------ DATA TO USE ------

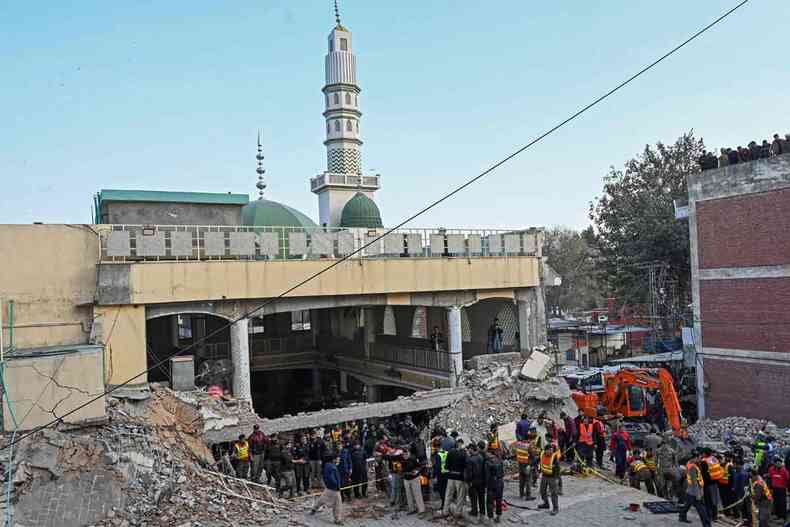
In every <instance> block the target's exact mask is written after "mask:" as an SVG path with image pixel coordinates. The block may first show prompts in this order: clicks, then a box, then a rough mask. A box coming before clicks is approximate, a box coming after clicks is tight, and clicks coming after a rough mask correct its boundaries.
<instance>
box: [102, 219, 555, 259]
mask: <svg viewBox="0 0 790 527" xmlns="http://www.w3.org/2000/svg"><path fill="white" fill-rule="evenodd" d="M100 229H101V230H100V237H101V260H102V261H105V262H108V261H109V262H114V261H118V262H129V261H131V262H136V261H159V260H319V259H334V258H340V257H343V256H347V255H349V254H352V253H354V252H355V251H357V250H358V249H360V248H362V247H364V246H365V245H367V244H369V243H371V242H373V243H371V245H370V246H368V247H365V248H364V249H363V250H362V251H361V252H360V253H357V254H355V255H354V258H441V257H449V258H452V257H456V258H458V257H461V258H486V257H501V256H540V255H541V245H542V243H543V233H542V231H540V230H537V229H529V230H522V231H518V230H488V229H442V228H439V229H398V230H396V231H393V232H391V233H389V234H387V235H386V236H384V237H383V238H382V239H380V240H376V238H377V237H378V236H381V235H382V234H384V233H385V232H386V229H340V228H323V227H310V228H304V227H248V226H216V225H215V226H208V225H106V226H102V227H100ZM374 240H376V241H375V242H374Z"/></svg>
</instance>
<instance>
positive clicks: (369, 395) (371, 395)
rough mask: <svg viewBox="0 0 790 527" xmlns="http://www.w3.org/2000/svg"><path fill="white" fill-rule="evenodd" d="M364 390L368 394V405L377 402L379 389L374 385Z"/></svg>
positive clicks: (368, 384) (367, 386)
mask: <svg viewBox="0 0 790 527" xmlns="http://www.w3.org/2000/svg"><path fill="white" fill-rule="evenodd" d="M365 389H366V390H367V392H368V402H369V403H377V402H379V387H378V386H376V385H375V384H368V385H367V386H366V387H365Z"/></svg>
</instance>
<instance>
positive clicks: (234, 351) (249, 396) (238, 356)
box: [230, 318, 252, 401]
mask: <svg viewBox="0 0 790 527" xmlns="http://www.w3.org/2000/svg"><path fill="white" fill-rule="evenodd" d="M249 327H250V319H248V318H243V319H241V320H239V321H238V322H236V323H235V324H233V325H232V326H231V327H230V359H231V361H232V362H233V395H234V396H235V397H236V398H237V399H246V400H248V401H250V400H252V392H251V389H250V333H249Z"/></svg>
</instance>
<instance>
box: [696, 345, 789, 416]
mask: <svg viewBox="0 0 790 527" xmlns="http://www.w3.org/2000/svg"><path fill="white" fill-rule="evenodd" d="M705 381H706V382H707V383H708V384H709V390H708V392H707V395H706V405H707V414H708V416H709V417H713V418H720V417H727V416H731V415H741V416H744V417H751V418H756V419H770V420H771V421H774V422H775V423H777V424H779V425H780V426H790V366H778V365H775V364H760V363H749V362H737V361H729V360H716V359H711V358H707V357H706V358H705Z"/></svg>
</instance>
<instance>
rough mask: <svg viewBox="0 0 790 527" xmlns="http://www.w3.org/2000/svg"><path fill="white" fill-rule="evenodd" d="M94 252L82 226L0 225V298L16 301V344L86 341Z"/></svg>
mask: <svg viewBox="0 0 790 527" xmlns="http://www.w3.org/2000/svg"><path fill="white" fill-rule="evenodd" d="M98 253H99V239H98V236H97V235H96V234H95V233H94V232H92V231H91V227H89V226H86V225H73V226H69V225H0V270H2V271H0V298H1V299H3V301H4V302H3V304H4V306H5V300H8V299H11V300H14V302H15V309H16V323H15V333H16V345H17V347H18V348H30V347H39V346H55V345H62V344H84V343H87V342H88V339H89V335H90V327H91V323H92V318H93V316H92V315H93V309H92V306H91V305H90V304H91V302H93V298H94V293H95V292H96V263H97V261H98ZM81 304H82V306H80V305H81ZM6 313H7V312H6V311H5V307H4V317H3V318H4V320H3V326H4V327H5V326H7V325H8V320H7V319H6V316H5V315H6ZM8 333H9V332H8V329H4V335H3V336H4V339H7V338H8V336H9V335H8ZM5 342H6V343H8V340H5Z"/></svg>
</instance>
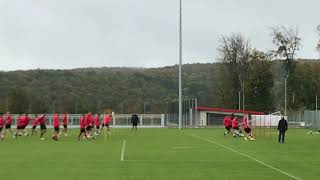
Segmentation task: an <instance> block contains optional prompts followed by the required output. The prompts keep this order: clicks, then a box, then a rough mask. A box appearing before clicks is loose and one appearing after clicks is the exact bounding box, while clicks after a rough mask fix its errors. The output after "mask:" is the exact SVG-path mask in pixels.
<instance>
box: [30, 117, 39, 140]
mask: <svg viewBox="0 0 320 180" xmlns="http://www.w3.org/2000/svg"><path fill="white" fill-rule="evenodd" d="M38 125H39V117H38V115H37V114H36V115H35V117H34V120H33V121H32V129H31V135H34V134H38V132H37V131H36V128H37V126H38Z"/></svg>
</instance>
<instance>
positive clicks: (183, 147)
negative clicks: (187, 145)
mask: <svg viewBox="0 0 320 180" xmlns="http://www.w3.org/2000/svg"><path fill="white" fill-rule="evenodd" d="M171 149H199V147H172V148H171Z"/></svg>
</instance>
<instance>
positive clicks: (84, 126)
mask: <svg viewBox="0 0 320 180" xmlns="http://www.w3.org/2000/svg"><path fill="white" fill-rule="evenodd" d="M79 125H80V132H79V135H78V140H79V141H80V138H81V135H82V134H84V137H85V139H88V138H87V134H86V126H87V121H86V118H85V115H84V114H83V115H82V116H81V117H80V123H79Z"/></svg>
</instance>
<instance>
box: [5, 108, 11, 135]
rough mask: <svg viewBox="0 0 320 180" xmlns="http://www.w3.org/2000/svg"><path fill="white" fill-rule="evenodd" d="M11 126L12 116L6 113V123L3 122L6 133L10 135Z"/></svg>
mask: <svg viewBox="0 0 320 180" xmlns="http://www.w3.org/2000/svg"><path fill="white" fill-rule="evenodd" d="M11 124H12V116H11V114H10V112H7V117H6V121H5V126H6V127H5V128H6V131H5V133H6V132H10V133H12V130H11Z"/></svg>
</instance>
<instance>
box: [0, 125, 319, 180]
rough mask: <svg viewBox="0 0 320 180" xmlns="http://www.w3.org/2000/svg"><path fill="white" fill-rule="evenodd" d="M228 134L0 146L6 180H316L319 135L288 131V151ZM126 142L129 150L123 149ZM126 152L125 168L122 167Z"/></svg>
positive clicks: (174, 135)
mask: <svg viewBox="0 0 320 180" xmlns="http://www.w3.org/2000/svg"><path fill="white" fill-rule="evenodd" d="M223 132H224V130H223V129H185V130H181V131H179V130H177V129H140V130H139V131H138V132H137V133H132V132H131V130H130V129H112V134H111V135H110V136H108V137H107V141H105V140H104V136H103V133H102V135H101V136H100V137H99V138H98V139H96V140H92V141H77V140H76V134H77V133H78V129H77V130H73V131H72V132H71V133H70V134H69V136H68V137H62V138H61V140H60V141H58V142H55V141H53V140H51V139H50V138H49V137H51V133H52V130H49V132H48V133H47V134H46V137H47V139H46V140H44V141H41V140H40V139H39V138H38V137H36V136H29V137H21V138H18V139H12V137H11V136H10V137H7V138H6V139H5V140H4V141H2V142H0V179H1V180H22V179H30V180H31V179H32V180H43V179H46V180H73V179H74V180H88V179H92V180H105V179H108V180H111V179H114V180H124V179H129V180H131V179H132V180H133V179H139V180H153V179H159V180H160V179H166V180H172V179H177V180H178V179H179V180H189V179H190V180H191V179H192V180H194V179H201V180H205V179H208V180H212V179H219V180H224V179H225V180H231V179H235V180H242V179H244V180H251V179H252V180H257V179H259V180H263V179H273V180H276V179H281V180H284V179H306V180H311V179H319V177H320V170H319V167H320V156H319V150H320V143H319V142H320V135H307V130H303V129H291V130H289V131H288V133H287V141H286V143H285V144H278V143H277V140H276V134H275V133H276V132H274V133H273V139H272V140H271V141H270V140H269V139H264V138H259V137H257V138H256V141H254V142H245V141H244V140H243V139H242V138H233V137H231V136H227V137H224V136H223ZM124 140H125V147H124V148H123V144H124ZM122 149H124V153H123V161H121V154H122Z"/></svg>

------

REQUEST:
Copy out the records above without changes, from their beginning through the line that contains "box: [102, 219, 555, 259]", including that line. Leave the pictures out.

WRITTEN REPLY:
In every <instance> block the target's exact mask is written after "mask:" as an SVG path with image pixel coordinates. The block may first show prompts in this order: clicks, then a box, then a rough mask. A box coming before clicks is approximate, a box coming after clicks is tight, and clicks coming after a rough mask correct its boundaries.
<instance>
box: [102, 219, 555, 259]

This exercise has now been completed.